EXCERPTED PASSAGE:
+-------+
AI beyond the hype

AI has become the latest and biggest buzzword since the release of GPT 3.5.

This has inevitably created a hype that will eventually lead to some disappointment, given that most companies, both old and new, are rushing to ride the wave of AI to make a quick buck. All you need is a half-baked idea, a demo running as a wrapper around OpenAI's API, and the ear of an investor.

There is also considerable hype regarding the immediate effects of AI on the job market. Current AI is changing things, but humans are still needed in one way or another. It will take more time to reach the point where human work becomes obsolete and optional.

Putting the hype aside, there is something more important and more fundamental to consider beyond the commercial aspect of AI: the relatively simple structure of neural networks that can give rise to intelligence as we know it.

Humans have always fantasized about alternative life forms, perhaps somewhere outside our planet. However, life as we know it is extremely complex and requires a chain of fortuitous events, spanning millions or billions of years, to evolve from simple molecules to complex organisms.

We've also been assuming that intelligence is a property that derives from life, and finding intelligent life forms would mean we'd have to first find life, and then intelligent life on top of that. This notion is now challenged.

Artificial Neural Networks demonstrate that intelligence requires a relatively simple structure that doesn't need to be organic. Granted, today's LLMs (Large Language Models) are not self-sustaining, self-evolving, and self-replicating entities, but it's clear that those properties are likely to follow. We can already see hints of this with agent-based systems that rely on LLMs to go beyond the capacity of a single inference cycle (inputs -> model -> outputs).
+-------+
MATERIAL SHOWN:
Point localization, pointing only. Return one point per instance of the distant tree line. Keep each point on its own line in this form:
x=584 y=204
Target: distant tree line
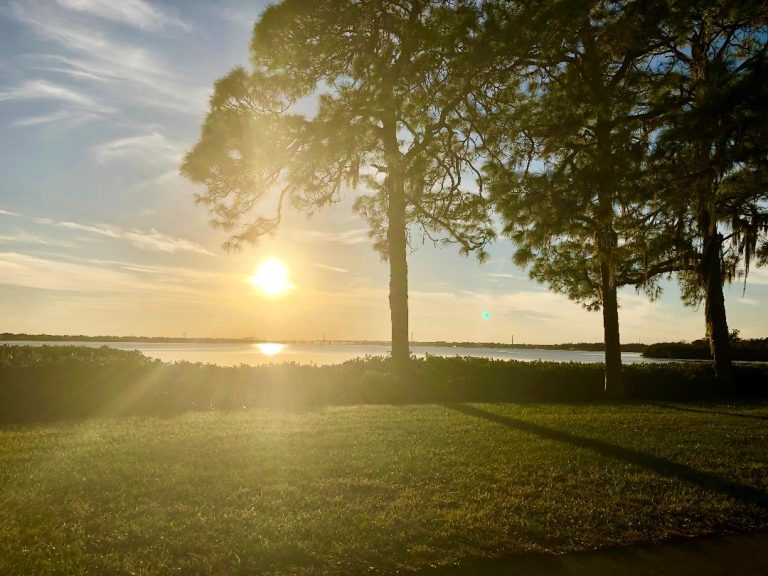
x=617 y=142
x=46 y=383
+-------+
YOUR INSTRUCTIONS: Reproduce the entire text "AI beyond the hype" word for word, from its heading through its final sentence.

ANSWER SPACE:
AI beyond the hype

AI has become the latest and biggest buzzword since the release of GPT 3.5.

This has inevitably created a hype that will eventually lead to some disappointment, given that most companies, both old and new, are rushing to ride the wave of AI to make a quick buck. All you need is a half-baked idea, a demo running as a wrapper around OpenAI's API, and the ear of an investor.

There is also considerable hype regarding the immediate effects of AI on the job market. Current AI is changing things, but humans are still needed in one way or another. It will take more time to reach the point where human work becomes obsolete and optional.

Putting the hype aside, there is something more important and more fundamental to consider beyond the commercial aspect of AI: the relatively simple structure of neural networks that can give rise to intelligence as we know it.

Humans have always fantasized about alternative life forms, perhaps somewhere outside our planet. However, life as we know it is extremely complex and requires a chain of fortuitous events, spanning millions or billions of years, to evolve from simple molecules to complex organisms.

We've also been assuming that intelligence is a property that derives from life, and finding intelligent life forms would mean we'd have to first find life, and then intelligent life on top of that. This notion is now challenged.

Artificial Neural Networks demonstrate that intelligence requires a relatively simple structure that doesn't need to be organic. Granted, today's LLMs (Large Language Models) are not self-sustaining, self-evolving, and self-replicating entities, but it's clear that those properties are likely to follow. We can already see hints of this with agent-based systems that rely on LLMs to go beyond the capacity of a single inference cycle (inputs -> model -> outputs).